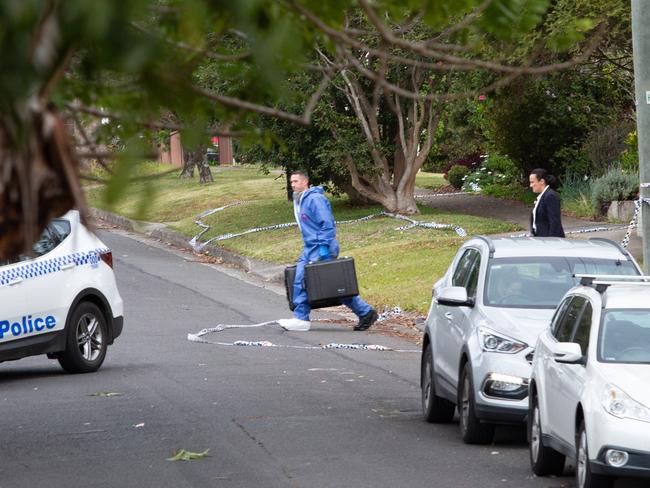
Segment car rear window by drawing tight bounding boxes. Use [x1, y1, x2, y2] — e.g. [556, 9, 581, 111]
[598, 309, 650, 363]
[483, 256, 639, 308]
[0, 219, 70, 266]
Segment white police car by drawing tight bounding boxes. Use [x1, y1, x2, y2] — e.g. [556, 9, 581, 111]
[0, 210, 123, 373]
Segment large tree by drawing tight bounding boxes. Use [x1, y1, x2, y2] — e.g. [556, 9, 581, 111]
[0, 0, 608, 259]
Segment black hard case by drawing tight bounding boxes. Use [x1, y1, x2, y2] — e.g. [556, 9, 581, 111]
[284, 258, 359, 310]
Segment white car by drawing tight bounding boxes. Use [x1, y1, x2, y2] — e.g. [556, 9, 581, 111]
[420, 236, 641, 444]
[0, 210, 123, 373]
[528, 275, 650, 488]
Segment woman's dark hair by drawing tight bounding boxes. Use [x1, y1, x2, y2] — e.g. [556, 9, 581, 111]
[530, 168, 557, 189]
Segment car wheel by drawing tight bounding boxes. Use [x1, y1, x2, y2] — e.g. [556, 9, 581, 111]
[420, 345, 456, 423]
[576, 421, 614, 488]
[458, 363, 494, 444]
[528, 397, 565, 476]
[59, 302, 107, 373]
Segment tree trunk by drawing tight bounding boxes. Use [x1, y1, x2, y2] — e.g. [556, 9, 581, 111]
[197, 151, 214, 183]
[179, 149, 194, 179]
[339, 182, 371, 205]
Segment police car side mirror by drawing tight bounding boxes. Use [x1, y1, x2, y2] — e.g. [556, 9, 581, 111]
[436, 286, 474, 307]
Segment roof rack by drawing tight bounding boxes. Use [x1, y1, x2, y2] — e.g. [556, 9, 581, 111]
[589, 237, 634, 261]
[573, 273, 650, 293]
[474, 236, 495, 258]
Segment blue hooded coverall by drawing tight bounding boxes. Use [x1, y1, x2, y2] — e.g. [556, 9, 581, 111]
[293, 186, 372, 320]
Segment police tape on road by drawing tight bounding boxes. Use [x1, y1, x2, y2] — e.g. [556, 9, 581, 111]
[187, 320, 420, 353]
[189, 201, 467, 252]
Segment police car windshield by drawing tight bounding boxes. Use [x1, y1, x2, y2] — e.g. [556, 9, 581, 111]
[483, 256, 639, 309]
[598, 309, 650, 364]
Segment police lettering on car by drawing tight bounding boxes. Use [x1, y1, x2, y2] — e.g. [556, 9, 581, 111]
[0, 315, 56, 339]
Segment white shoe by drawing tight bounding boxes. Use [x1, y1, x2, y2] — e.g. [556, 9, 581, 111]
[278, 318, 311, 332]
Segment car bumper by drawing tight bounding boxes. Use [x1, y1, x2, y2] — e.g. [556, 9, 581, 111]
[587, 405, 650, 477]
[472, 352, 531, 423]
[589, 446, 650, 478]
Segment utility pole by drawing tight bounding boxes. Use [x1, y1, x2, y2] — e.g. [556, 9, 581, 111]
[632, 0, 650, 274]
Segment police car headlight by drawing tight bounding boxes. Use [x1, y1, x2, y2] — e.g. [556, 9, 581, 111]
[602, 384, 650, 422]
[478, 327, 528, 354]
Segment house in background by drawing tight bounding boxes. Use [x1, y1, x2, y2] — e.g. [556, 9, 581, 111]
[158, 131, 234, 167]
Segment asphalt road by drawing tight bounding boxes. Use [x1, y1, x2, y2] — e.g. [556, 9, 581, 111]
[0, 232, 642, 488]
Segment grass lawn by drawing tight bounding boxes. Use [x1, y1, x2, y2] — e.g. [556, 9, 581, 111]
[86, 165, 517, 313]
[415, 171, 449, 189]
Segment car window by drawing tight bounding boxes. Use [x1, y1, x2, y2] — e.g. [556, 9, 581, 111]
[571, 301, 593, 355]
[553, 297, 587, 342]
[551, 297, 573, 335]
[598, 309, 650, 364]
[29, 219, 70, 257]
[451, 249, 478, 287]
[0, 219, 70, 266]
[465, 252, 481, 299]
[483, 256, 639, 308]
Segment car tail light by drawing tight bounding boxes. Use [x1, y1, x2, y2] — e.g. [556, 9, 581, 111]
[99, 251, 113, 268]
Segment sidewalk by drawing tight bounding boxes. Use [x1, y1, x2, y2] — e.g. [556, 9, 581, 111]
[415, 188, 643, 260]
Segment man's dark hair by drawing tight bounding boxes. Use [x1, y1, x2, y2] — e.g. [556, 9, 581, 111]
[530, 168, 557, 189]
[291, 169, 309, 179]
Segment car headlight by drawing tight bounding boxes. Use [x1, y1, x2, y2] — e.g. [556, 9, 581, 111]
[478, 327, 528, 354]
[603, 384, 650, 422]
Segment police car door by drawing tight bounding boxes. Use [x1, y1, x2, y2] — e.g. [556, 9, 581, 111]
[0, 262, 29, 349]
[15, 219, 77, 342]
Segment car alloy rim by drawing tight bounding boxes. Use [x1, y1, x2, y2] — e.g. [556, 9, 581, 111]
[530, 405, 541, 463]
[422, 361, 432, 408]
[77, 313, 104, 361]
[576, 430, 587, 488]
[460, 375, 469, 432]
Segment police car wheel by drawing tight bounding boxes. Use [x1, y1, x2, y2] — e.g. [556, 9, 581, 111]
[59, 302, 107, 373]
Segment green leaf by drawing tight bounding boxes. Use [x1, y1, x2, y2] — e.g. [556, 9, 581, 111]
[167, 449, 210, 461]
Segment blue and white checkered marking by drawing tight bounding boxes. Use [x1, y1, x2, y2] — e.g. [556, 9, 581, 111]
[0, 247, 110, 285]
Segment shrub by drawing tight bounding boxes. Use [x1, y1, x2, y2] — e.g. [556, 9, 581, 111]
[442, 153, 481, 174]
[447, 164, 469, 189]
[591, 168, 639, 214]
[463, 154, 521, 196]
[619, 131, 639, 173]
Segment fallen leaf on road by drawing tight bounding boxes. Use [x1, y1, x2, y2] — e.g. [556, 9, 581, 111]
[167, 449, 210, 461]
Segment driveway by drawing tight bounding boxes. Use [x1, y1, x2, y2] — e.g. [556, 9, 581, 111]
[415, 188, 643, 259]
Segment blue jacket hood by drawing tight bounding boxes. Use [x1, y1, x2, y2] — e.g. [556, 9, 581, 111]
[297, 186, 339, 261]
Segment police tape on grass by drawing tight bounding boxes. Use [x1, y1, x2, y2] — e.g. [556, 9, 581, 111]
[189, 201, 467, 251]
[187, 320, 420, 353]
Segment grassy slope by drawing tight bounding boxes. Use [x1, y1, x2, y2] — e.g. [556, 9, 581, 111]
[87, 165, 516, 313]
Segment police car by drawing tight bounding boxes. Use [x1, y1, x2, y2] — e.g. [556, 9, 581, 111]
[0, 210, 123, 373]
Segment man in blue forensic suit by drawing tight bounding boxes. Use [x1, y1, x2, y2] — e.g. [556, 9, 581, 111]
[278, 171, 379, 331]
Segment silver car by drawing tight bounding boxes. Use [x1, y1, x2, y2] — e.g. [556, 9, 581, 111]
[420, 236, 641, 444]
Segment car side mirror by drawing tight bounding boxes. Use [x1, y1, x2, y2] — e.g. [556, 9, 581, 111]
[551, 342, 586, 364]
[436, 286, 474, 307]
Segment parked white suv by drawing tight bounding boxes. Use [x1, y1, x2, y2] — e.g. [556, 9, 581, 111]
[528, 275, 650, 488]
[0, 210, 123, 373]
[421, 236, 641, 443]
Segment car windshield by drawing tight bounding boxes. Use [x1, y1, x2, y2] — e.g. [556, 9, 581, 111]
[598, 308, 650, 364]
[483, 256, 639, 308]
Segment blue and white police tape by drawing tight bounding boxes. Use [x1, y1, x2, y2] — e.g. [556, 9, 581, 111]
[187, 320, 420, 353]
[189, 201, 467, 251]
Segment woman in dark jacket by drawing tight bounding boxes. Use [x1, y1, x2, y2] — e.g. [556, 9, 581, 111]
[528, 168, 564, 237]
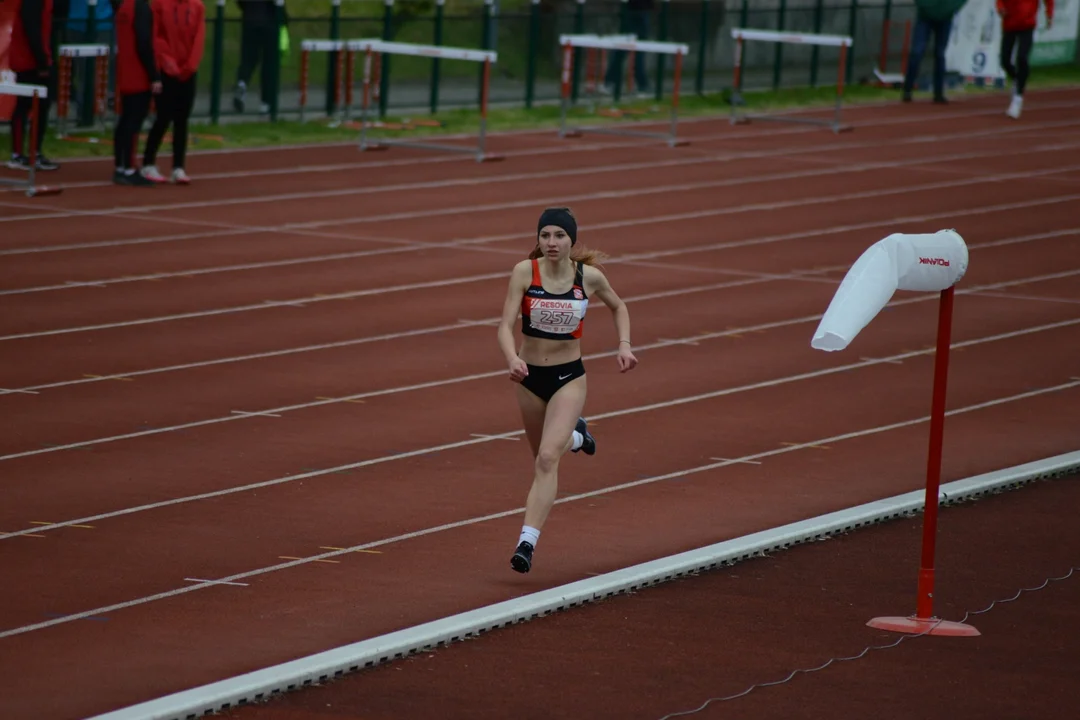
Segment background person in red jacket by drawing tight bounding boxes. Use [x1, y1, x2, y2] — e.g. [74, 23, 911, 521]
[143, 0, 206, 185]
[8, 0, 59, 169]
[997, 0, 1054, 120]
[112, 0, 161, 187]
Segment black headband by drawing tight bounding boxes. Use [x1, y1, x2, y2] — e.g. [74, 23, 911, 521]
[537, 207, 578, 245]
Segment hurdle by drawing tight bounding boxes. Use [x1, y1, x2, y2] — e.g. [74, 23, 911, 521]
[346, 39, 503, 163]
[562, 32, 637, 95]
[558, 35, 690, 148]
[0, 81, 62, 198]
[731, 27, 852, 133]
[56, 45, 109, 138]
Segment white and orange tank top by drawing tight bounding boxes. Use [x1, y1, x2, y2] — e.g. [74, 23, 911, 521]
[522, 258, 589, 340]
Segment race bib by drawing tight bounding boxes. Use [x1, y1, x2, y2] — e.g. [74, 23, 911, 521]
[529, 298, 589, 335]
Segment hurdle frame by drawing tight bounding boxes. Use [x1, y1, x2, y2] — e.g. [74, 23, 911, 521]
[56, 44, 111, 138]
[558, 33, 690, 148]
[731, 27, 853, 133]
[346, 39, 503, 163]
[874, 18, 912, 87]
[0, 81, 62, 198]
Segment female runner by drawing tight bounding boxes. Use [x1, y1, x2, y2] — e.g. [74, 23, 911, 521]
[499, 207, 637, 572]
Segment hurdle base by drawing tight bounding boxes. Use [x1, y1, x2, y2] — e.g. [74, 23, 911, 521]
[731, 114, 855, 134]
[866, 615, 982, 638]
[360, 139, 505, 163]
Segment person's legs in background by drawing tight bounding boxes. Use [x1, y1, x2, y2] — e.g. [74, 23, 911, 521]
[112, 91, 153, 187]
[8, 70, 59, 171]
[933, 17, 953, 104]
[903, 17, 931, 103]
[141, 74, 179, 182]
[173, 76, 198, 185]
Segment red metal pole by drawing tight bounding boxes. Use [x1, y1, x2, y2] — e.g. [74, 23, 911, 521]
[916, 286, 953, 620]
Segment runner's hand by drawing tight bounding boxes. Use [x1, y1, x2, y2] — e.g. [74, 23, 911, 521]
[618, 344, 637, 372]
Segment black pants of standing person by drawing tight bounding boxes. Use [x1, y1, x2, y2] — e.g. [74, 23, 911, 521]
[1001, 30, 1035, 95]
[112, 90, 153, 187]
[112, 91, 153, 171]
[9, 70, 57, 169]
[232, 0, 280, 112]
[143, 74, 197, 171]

◆ What is asked
Lay out the lines of the data between the line holding "Segment house in" and the line holding "[415, 171, 449, 189]", inclusive, as a JSON list of strings with one string per line and blank lines omitted.

◆ Task output
[
  "Segment house in background by drawing tight bounding boxes. Use [x1, y1, x2, y2] — e.g. [556, 9, 581, 111]",
  "[158, 131, 234, 167]",
  "Segment asphalt road by drawing tight bounding boxes. Use [x1, y1, x2, y2] — e.g. [556, 9, 581, 111]",
  "[0, 232, 642, 488]",
  "Segment grass lawn by drawing tight bounding boxes. Use [x1, y1, x2, y2] — e.g. [556, 9, 581, 111]",
  "[86, 165, 517, 313]",
  "[415, 171, 449, 189]"
]